Whenever "roof" appears in a line, please copy that line from the data.

═══ DATA PROVIDED

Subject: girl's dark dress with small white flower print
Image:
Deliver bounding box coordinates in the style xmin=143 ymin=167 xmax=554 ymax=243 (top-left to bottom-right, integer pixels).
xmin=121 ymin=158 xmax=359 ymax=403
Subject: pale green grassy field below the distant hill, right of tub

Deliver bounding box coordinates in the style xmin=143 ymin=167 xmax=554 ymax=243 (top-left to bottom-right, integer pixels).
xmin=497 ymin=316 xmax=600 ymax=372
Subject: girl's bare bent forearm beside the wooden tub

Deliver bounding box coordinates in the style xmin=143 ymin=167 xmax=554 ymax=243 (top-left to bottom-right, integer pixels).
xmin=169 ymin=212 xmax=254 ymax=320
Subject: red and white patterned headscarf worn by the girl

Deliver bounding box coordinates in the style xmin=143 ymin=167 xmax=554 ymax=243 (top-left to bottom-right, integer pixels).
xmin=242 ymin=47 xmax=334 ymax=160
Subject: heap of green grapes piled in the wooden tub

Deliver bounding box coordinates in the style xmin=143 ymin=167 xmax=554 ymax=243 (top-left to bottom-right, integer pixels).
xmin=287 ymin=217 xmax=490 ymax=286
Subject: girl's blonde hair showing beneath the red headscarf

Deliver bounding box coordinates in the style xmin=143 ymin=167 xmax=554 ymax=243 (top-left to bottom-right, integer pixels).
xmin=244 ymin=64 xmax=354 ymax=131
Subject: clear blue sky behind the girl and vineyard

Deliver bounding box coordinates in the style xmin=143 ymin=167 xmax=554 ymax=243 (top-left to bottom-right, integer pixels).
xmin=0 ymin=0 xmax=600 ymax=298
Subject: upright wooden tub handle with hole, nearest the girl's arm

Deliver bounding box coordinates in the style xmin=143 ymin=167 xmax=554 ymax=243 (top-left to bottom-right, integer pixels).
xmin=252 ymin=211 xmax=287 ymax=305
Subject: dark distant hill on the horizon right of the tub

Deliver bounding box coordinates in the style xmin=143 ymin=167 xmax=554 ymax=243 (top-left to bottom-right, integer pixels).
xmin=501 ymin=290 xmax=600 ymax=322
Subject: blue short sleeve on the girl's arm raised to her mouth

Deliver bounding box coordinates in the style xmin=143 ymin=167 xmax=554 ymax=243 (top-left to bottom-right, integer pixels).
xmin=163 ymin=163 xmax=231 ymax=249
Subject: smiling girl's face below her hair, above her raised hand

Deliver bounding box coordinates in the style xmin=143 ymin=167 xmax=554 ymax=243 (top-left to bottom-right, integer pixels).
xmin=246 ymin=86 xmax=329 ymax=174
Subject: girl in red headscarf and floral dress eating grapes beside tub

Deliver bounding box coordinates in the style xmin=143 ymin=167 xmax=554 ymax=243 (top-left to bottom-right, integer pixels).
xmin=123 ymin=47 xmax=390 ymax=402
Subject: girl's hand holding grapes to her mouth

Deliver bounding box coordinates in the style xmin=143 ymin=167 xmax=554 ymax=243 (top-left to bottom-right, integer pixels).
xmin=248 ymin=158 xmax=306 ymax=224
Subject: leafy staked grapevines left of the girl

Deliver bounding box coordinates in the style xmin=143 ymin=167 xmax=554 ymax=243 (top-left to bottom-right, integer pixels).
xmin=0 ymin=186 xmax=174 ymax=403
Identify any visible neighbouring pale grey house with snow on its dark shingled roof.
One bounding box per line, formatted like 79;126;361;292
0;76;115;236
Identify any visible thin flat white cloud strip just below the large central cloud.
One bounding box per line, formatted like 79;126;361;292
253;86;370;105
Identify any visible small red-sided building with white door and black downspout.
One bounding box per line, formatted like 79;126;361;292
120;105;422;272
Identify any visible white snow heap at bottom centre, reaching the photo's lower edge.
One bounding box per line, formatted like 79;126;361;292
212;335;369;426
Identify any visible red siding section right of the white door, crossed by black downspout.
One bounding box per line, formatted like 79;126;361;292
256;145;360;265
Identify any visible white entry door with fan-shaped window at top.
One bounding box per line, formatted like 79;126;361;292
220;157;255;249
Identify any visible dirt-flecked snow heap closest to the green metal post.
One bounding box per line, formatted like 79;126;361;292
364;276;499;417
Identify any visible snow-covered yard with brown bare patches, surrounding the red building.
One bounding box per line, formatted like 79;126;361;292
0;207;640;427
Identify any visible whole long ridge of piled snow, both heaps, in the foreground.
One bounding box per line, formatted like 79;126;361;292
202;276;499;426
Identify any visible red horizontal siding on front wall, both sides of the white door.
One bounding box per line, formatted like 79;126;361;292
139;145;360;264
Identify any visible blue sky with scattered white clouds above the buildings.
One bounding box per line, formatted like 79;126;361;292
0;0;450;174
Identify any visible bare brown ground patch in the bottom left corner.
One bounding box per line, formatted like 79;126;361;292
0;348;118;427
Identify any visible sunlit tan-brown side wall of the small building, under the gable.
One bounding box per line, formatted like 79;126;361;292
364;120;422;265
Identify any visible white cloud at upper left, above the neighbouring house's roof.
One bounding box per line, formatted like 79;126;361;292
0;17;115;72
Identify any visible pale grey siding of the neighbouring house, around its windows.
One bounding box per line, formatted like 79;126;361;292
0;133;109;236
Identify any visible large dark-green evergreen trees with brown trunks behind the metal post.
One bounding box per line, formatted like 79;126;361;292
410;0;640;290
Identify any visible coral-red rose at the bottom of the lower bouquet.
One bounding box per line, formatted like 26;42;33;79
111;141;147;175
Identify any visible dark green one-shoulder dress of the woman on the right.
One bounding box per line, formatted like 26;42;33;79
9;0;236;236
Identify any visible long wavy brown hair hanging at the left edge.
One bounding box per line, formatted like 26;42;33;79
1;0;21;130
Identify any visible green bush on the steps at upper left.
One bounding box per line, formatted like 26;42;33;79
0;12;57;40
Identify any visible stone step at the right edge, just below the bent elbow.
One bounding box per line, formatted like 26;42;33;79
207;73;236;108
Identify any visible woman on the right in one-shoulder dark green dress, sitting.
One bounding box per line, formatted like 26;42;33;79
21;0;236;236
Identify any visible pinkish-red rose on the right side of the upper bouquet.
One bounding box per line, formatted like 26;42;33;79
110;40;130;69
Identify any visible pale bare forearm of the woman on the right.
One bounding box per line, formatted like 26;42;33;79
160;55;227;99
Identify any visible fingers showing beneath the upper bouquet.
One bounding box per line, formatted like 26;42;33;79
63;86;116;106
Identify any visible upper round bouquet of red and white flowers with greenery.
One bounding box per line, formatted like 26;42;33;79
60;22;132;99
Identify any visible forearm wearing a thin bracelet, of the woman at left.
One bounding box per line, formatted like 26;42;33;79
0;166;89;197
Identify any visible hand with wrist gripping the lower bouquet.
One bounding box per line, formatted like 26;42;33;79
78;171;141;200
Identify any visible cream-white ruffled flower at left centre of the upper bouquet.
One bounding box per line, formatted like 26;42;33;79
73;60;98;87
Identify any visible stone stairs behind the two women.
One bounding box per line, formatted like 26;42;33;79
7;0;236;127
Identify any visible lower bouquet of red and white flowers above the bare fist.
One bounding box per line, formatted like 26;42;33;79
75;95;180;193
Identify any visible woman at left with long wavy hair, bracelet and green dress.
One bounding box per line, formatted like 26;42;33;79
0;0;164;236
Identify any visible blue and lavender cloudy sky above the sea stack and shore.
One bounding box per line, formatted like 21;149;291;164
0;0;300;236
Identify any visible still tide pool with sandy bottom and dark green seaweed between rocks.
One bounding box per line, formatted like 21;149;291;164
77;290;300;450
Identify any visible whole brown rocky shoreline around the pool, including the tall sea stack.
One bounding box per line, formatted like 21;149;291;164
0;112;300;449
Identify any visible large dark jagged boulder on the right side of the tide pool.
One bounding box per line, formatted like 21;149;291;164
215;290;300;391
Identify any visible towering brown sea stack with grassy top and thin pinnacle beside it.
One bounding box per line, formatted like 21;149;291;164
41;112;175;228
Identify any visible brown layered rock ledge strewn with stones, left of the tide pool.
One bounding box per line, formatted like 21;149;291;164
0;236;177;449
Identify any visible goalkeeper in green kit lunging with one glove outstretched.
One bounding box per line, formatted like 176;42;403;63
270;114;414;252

══════
═══ DATA PROVIDED

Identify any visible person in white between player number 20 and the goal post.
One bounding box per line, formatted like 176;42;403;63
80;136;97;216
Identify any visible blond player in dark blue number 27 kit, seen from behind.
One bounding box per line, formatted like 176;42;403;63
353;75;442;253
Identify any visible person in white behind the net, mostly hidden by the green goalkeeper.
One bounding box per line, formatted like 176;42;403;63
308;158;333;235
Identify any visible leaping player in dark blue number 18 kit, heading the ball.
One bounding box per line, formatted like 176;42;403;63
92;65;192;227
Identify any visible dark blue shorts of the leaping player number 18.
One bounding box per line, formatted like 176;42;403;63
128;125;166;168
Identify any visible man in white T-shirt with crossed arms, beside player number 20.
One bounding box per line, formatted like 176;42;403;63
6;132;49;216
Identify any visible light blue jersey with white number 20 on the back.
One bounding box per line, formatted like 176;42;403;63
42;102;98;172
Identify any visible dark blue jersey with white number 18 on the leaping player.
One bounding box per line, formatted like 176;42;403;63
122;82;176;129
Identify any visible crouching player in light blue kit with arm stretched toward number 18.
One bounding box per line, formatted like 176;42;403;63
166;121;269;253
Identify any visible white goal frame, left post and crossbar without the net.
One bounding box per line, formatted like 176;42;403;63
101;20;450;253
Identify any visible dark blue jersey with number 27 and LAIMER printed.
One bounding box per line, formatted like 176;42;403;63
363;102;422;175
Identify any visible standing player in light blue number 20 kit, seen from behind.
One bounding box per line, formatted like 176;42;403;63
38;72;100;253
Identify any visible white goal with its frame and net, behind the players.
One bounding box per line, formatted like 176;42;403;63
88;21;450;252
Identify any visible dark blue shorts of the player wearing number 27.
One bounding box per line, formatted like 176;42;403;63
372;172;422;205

══════

§ RESPONSE BELOW
Identify any visible neighbouring pale grey house with snow on its dark shingled roof.
Identify any visible white cloud at upper left, above the neighbouring house's roof.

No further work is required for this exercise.